TO DO: Lines in the entries below where the word "cockpit" shows up should each be copied.

DATA TO EXAMINE:
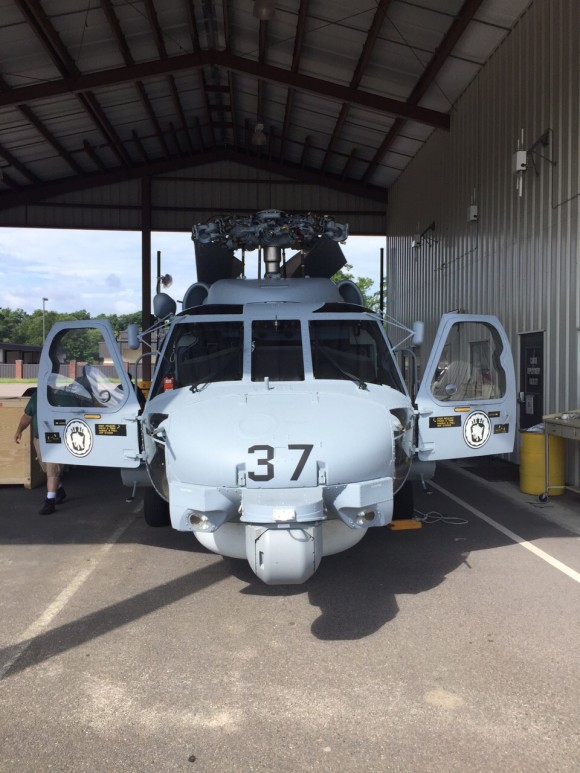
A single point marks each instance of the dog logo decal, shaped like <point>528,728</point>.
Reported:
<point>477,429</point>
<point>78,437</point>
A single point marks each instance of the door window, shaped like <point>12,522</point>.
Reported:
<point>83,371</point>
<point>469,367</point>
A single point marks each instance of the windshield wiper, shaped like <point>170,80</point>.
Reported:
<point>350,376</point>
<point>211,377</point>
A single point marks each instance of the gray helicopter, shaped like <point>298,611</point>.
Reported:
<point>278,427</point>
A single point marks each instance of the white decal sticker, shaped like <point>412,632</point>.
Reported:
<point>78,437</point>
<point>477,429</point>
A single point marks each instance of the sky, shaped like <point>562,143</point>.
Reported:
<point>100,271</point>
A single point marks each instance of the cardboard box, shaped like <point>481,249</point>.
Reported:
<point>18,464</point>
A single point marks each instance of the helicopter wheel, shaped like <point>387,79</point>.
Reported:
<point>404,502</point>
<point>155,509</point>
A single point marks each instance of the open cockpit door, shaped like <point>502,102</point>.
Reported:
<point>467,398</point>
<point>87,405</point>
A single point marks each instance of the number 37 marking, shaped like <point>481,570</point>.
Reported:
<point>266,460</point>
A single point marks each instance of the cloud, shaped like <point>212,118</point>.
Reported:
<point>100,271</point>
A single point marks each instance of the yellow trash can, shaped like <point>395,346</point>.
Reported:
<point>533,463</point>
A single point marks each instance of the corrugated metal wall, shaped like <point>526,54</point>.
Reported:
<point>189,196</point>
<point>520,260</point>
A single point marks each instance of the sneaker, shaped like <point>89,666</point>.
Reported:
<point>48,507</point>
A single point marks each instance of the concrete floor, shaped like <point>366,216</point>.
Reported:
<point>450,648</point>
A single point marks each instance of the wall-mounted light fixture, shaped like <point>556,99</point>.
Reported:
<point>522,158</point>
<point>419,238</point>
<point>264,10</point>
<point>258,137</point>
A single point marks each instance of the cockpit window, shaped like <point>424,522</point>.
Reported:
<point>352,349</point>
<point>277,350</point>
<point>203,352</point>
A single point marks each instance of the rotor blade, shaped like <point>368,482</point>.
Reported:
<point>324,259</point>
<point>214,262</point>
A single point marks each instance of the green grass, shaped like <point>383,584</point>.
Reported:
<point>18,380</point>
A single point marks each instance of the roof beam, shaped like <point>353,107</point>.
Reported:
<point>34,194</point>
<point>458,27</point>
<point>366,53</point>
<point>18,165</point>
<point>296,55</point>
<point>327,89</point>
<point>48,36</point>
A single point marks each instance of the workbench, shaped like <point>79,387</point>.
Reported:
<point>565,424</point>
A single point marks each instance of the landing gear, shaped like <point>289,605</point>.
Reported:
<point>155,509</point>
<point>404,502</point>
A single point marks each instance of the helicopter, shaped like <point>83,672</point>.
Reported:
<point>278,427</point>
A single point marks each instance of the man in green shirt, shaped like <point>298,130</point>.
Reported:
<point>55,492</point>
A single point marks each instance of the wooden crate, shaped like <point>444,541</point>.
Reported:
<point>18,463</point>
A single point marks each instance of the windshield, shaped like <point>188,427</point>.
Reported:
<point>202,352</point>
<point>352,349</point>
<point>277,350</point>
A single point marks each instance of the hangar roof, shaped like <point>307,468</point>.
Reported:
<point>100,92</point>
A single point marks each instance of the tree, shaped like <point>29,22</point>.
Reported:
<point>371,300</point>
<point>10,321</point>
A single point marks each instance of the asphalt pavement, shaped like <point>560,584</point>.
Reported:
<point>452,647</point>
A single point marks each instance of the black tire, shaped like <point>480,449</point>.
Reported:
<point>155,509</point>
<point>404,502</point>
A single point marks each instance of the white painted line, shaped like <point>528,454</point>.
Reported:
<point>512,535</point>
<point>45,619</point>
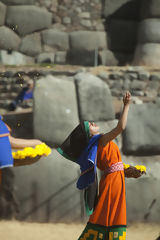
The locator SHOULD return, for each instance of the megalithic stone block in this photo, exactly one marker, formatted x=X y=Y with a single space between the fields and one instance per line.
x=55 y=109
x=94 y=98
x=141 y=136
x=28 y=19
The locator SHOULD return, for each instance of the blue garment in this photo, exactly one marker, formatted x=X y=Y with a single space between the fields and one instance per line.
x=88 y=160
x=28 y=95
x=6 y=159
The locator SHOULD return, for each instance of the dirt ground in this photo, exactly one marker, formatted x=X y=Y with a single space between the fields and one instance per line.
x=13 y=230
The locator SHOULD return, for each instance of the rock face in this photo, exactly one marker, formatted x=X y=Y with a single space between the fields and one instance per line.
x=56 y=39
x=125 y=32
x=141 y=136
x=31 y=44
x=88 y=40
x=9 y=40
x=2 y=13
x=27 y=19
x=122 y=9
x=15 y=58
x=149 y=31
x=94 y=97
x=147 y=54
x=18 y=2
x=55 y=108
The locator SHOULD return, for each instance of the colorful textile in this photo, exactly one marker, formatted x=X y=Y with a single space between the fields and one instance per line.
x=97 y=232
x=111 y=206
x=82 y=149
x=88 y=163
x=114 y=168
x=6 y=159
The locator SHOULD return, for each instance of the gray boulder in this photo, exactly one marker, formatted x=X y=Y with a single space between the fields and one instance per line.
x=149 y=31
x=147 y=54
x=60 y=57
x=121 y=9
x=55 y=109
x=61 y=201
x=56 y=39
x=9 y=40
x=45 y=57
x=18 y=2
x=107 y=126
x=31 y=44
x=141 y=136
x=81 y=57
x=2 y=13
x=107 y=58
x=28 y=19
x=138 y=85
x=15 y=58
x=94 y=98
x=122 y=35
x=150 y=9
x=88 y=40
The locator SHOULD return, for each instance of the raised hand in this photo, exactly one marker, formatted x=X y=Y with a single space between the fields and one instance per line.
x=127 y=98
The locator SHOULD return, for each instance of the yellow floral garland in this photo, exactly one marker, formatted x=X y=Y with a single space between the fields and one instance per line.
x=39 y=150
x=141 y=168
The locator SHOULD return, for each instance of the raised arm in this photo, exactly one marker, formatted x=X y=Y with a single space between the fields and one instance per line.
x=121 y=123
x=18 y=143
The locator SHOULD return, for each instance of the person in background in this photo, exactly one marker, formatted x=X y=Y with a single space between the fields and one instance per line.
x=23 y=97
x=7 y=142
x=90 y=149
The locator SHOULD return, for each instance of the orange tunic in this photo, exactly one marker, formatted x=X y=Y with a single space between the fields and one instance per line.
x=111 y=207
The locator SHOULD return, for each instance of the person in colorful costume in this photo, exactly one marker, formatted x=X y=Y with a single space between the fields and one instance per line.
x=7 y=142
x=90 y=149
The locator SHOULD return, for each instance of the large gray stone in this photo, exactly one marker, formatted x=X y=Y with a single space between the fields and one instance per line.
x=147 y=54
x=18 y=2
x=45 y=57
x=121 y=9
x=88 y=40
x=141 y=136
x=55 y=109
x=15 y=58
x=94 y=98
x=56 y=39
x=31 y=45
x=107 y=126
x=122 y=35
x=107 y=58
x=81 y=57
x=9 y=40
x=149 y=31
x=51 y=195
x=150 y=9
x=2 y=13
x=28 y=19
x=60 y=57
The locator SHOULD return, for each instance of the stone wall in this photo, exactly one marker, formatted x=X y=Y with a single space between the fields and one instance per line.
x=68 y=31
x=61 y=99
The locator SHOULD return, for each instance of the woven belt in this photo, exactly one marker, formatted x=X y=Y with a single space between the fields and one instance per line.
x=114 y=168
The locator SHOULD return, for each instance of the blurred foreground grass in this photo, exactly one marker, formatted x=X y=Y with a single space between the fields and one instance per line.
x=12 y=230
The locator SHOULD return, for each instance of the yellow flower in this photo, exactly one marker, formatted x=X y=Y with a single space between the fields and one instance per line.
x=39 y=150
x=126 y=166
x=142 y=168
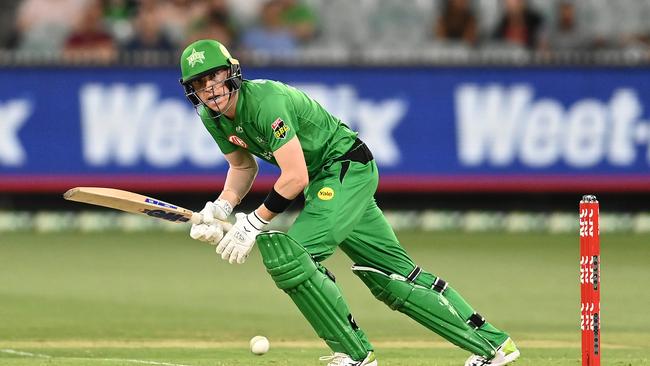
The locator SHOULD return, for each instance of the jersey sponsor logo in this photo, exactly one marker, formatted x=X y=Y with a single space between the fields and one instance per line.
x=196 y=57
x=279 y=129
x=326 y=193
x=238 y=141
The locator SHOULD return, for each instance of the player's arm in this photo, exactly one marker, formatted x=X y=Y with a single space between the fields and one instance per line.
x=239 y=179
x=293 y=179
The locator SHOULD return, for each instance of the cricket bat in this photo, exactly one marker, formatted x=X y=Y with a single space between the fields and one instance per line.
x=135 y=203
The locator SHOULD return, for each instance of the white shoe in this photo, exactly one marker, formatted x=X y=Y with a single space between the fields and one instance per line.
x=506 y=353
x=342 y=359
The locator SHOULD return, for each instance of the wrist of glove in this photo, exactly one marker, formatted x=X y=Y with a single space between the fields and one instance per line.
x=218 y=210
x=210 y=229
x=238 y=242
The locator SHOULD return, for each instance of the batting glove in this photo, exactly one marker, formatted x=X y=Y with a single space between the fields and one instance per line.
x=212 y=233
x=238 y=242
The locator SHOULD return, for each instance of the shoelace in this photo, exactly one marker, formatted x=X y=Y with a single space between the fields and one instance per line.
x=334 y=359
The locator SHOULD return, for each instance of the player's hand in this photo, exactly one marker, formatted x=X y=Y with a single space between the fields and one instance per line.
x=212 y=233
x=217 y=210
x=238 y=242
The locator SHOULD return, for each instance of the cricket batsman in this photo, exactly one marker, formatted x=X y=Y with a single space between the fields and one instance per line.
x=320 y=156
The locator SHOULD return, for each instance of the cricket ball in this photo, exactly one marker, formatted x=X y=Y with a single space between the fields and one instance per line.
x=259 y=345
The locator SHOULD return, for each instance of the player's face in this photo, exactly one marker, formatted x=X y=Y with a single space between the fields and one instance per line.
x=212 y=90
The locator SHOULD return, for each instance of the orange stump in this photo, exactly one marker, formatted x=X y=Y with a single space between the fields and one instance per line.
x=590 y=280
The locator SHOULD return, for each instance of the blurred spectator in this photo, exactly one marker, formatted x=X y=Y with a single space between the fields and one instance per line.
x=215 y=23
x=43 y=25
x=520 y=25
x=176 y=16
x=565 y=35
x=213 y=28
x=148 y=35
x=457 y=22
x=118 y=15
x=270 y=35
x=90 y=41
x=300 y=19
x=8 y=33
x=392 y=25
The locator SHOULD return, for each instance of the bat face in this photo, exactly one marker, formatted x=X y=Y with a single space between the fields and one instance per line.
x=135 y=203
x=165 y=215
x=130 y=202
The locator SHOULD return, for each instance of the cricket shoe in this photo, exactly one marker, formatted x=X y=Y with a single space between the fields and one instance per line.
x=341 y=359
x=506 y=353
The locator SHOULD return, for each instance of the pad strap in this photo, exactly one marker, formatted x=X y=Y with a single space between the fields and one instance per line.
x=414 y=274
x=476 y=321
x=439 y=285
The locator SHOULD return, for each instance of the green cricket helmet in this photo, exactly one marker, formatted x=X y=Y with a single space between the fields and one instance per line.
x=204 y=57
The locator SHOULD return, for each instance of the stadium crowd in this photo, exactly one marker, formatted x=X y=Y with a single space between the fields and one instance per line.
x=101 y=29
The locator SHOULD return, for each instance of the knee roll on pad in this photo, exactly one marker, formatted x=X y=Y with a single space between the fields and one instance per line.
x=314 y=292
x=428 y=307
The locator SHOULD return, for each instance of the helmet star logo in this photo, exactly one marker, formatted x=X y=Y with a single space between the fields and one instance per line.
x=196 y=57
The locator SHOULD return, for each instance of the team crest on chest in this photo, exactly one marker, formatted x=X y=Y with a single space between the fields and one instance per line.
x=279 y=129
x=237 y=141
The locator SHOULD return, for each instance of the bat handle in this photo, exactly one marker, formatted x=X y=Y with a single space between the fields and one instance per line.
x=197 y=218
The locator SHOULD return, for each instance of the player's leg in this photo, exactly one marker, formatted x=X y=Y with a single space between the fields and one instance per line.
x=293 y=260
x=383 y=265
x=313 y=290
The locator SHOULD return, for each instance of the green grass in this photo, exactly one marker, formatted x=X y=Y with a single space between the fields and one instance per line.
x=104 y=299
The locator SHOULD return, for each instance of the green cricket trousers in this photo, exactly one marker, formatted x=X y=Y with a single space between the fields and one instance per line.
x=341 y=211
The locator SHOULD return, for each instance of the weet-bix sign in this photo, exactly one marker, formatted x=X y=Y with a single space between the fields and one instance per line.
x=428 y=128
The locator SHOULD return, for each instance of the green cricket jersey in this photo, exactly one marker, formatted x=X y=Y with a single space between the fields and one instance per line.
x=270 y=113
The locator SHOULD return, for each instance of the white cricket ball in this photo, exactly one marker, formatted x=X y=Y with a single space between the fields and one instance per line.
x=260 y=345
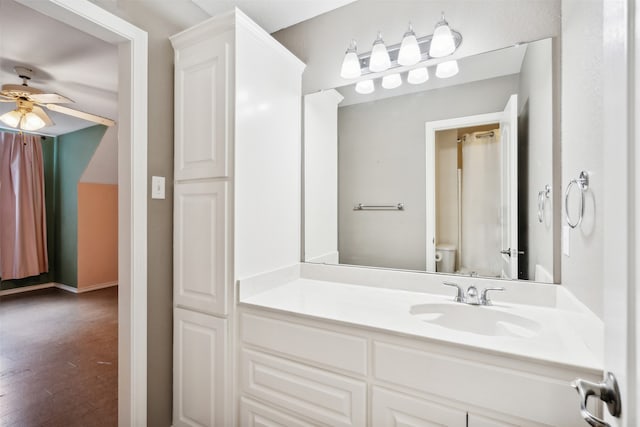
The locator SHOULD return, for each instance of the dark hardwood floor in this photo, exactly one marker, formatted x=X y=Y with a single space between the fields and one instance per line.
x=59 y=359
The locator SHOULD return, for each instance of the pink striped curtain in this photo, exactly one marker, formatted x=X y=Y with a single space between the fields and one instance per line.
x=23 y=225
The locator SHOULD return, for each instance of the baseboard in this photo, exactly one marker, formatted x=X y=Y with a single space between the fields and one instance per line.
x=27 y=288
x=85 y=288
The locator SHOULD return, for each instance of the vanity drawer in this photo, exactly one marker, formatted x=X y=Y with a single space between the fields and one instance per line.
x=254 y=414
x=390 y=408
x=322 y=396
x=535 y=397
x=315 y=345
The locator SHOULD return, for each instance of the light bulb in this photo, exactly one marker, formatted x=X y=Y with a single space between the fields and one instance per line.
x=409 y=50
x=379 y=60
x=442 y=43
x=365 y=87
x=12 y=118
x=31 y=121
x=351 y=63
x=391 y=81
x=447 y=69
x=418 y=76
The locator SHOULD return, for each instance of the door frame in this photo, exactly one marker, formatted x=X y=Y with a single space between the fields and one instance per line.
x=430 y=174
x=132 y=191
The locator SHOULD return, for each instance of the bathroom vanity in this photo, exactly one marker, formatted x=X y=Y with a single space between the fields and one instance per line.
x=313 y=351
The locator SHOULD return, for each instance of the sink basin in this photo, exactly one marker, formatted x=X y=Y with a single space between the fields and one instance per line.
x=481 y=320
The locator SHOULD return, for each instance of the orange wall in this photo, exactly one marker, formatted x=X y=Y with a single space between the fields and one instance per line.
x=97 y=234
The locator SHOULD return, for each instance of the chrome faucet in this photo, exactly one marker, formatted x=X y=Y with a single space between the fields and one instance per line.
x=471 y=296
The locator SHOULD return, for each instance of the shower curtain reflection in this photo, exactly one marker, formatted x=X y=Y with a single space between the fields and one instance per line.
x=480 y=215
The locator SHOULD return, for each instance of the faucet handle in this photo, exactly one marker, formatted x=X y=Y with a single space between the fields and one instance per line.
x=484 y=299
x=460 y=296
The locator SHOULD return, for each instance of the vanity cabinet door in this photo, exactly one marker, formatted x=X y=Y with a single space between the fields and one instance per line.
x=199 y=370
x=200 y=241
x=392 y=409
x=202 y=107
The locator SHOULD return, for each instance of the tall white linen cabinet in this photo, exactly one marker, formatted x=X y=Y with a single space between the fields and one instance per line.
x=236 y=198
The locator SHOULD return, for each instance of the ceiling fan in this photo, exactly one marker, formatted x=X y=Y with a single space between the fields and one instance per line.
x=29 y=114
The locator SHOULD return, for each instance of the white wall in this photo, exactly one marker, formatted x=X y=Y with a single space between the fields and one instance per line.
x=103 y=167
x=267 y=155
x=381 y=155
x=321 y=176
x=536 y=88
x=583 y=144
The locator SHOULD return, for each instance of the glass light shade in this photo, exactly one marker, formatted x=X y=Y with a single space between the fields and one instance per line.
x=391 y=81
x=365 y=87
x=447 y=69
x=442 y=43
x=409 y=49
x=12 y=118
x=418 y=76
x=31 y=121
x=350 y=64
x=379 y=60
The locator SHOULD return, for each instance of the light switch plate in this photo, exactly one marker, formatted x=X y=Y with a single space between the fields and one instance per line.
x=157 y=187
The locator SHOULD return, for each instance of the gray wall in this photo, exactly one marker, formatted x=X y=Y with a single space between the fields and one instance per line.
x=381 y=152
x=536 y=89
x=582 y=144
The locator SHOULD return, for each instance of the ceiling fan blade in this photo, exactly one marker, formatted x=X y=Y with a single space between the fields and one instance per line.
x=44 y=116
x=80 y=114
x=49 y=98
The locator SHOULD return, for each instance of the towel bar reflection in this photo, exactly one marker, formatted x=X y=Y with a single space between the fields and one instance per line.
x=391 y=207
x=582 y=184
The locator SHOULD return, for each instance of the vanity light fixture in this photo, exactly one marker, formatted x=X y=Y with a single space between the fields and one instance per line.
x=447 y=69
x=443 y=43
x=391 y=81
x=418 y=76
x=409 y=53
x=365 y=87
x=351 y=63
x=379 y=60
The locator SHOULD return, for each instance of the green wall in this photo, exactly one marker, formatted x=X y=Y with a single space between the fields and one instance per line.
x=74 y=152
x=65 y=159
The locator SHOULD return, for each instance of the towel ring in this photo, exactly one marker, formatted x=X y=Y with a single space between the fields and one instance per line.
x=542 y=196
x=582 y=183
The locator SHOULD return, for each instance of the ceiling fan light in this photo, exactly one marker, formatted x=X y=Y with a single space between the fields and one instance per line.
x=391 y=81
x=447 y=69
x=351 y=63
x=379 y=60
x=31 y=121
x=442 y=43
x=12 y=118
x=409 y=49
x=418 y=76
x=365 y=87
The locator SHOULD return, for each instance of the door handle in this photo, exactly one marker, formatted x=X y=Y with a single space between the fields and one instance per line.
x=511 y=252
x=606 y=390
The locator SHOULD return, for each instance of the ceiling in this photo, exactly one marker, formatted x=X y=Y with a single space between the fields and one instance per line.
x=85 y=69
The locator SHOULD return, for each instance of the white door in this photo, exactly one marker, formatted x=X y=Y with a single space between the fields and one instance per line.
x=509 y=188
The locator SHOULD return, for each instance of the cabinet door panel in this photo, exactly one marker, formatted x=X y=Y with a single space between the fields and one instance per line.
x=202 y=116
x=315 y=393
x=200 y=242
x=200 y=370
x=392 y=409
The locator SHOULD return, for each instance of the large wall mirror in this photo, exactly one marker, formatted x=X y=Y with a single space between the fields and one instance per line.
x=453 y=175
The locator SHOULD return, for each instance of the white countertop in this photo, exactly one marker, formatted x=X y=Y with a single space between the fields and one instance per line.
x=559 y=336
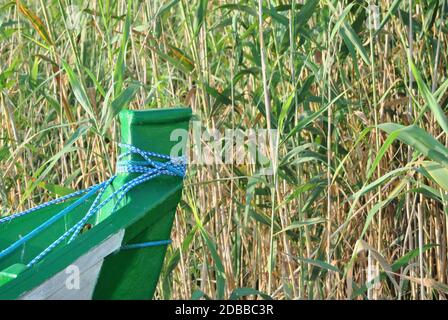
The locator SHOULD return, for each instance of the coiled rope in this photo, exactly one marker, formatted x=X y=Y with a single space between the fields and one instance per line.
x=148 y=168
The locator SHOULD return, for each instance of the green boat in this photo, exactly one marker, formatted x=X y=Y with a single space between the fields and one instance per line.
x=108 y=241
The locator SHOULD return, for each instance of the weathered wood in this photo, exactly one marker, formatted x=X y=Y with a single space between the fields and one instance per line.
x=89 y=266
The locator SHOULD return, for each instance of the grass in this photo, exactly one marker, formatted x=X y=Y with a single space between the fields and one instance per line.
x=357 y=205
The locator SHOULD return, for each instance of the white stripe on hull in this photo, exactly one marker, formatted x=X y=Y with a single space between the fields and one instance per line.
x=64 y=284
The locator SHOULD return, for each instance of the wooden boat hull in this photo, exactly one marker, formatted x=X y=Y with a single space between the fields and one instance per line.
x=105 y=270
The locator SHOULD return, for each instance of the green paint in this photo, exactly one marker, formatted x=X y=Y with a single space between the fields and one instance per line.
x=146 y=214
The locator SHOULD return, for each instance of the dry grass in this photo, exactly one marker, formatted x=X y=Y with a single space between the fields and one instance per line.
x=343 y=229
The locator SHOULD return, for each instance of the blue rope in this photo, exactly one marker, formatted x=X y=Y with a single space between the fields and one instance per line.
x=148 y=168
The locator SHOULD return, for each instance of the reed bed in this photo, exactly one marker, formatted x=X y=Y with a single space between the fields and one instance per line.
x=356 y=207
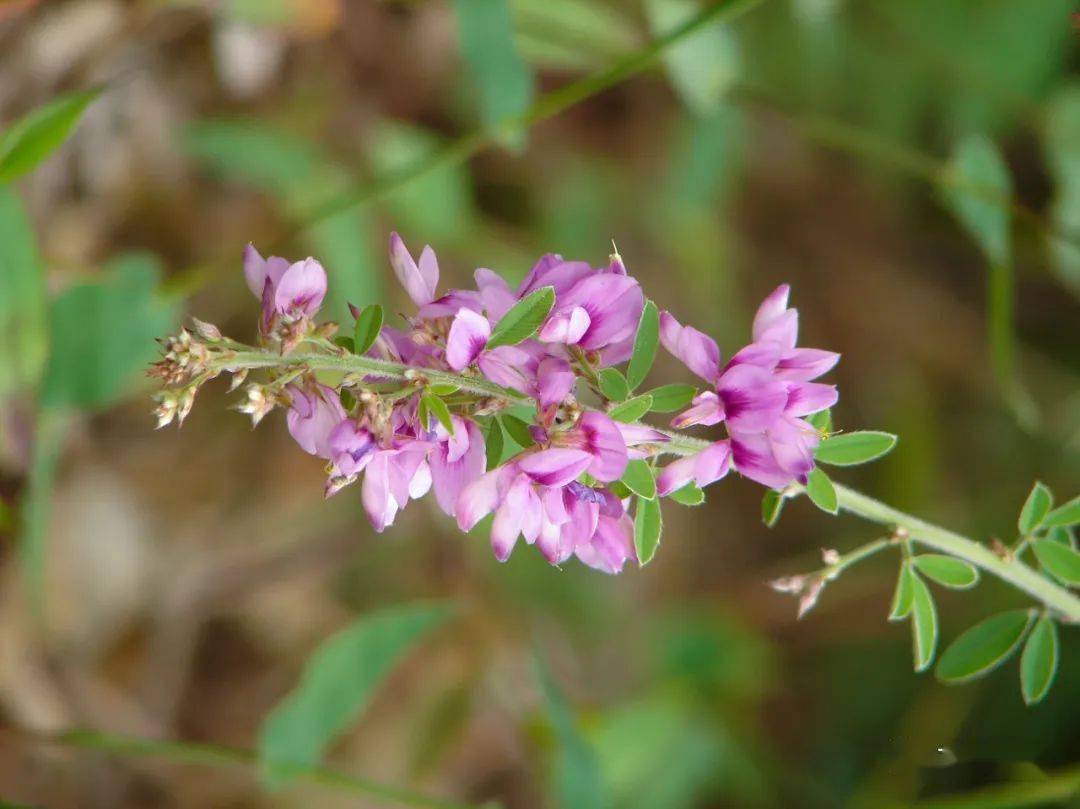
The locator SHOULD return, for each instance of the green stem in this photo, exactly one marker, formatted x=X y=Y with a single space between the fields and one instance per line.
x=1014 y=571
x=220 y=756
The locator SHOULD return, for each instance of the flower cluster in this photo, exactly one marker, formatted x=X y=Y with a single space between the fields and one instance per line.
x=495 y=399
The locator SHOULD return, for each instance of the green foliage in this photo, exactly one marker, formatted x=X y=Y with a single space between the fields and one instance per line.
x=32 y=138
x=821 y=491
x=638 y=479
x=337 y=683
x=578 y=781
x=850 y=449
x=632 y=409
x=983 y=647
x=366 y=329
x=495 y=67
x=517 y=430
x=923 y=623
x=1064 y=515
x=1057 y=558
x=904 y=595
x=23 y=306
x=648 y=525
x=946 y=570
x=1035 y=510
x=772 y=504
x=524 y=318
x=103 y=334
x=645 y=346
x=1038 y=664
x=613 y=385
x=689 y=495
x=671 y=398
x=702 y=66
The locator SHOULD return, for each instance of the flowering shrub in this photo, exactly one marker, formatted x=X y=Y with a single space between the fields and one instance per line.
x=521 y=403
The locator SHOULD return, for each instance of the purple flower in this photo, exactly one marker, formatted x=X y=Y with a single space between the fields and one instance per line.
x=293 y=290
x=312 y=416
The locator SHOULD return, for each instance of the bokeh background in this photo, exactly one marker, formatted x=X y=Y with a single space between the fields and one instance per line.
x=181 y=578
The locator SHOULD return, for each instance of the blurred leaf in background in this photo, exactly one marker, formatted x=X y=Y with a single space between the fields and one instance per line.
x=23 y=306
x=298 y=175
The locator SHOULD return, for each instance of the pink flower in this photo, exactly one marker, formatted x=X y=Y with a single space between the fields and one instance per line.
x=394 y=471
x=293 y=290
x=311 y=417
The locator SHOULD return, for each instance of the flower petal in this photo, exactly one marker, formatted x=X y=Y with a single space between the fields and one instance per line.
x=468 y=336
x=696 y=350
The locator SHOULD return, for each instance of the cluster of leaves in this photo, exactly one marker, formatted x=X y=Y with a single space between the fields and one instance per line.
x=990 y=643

RESPONSE AREA:
A single point marks each instance of the open cockpit door, shaped like <point>502,102</point>.
A single point marks each instance of the cockpit window, shaped like <point>424,522</point>.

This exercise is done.